■ Problem details
Every line that appears in the listing is to be set down verbatim.

■ Task data
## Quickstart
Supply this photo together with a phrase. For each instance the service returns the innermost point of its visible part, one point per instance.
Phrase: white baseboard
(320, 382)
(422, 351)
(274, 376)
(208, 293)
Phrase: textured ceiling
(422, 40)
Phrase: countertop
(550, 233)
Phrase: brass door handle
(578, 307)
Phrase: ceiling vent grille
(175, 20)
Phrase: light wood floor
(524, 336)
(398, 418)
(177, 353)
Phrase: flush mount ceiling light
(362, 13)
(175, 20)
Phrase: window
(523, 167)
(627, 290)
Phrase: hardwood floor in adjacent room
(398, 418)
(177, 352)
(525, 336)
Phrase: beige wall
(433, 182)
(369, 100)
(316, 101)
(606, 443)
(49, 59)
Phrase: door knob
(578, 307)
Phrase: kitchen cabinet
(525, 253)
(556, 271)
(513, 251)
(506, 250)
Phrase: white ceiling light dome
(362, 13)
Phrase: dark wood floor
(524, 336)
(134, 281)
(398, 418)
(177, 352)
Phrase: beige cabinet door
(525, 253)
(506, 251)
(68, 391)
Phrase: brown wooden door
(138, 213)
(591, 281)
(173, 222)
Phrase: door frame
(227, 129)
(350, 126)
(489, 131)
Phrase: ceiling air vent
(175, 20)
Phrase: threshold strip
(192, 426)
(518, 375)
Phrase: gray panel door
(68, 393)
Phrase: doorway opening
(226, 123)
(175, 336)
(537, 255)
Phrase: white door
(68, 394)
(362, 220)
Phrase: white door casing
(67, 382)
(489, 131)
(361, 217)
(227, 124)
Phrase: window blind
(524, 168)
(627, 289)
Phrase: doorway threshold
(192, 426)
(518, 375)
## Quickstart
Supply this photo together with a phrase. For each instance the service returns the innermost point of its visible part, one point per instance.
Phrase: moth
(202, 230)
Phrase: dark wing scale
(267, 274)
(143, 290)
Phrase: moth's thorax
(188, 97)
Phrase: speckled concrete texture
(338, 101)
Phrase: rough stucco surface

■ Written answer
## Quickstart
Supply this photo together with a phrase. For each instance the service returns the innermost point of its visible part, one point per instance.
Phrase: white baseboard
(320, 382)
(422, 351)
(274, 376)
(208, 293)
Phrase: textured ceiling
(422, 40)
Phrase: countertop
(550, 233)
Phrase: brass door handle
(578, 307)
Phrase: ceiling vent grille
(175, 20)
Phrase: light wood floor
(524, 336)
(398, 418)
(177, 353)
Phrase: flush mount ceiling light
(362, 13)
(175, 20)
Phrase: window
(523, 167)
(627, 290)
Phrase: hardwood floor in adjacent room
(398, 418)
(177, 352)
(525, 336)
Phrase: beige wall
(433, 182)
(369, 100)
(316, 101)
(606, 443)
(49, 59)
Phrase: door knob
(578, 307)
Phrase: kitchen cabinet
(525, 253)
(556, 271)
(513, 251)
(506, 250)
Phrase: white ceiling light dome
(362, 13)
Phrase: dark wood floor
(524, 336)
(134, 281)
(398, 418)
(177, 352)
Phrase: beige cabinet door
(525, 253)
(506, 251)
(68, 391)
Phrase: brown wooden door
(138, 213)
(591, 281)
(173, 222)
Phrase: door frame
(227, 129)
(350, 126)
(489, 131)
Phrase: ceiling air vent
(175, 20)
Phrase: threshold strip
(192, 426)
(518, 375)
Phrase: gray panel door
(68, 393)
Phrase: doorway opening
(226, 123)
(175, 336)
(537, 255)
Phrase: white door
(68, 394)
(362, 220)
Phrase: white door casing
(67, 382)
(489, 131)
(361, 217)
(227, 124)
Phrase: window blind
(524, 168)
(627, 289)
Phrase: doorway threshold
(192, 426)
(518, 375)
## Quickstart
Supply this photo together with a phrase. For each instance the service returns the innermost point of its visible part, one point per instance.
Phrase: moth
(202, 230)
Phrase: dark wing scale
(267, 274)
(143, 290)
Phrase: moth's thorax
(188, 97)
Phrase: speckled concrete texture
(338, 101)
Phrase: rough stucco surface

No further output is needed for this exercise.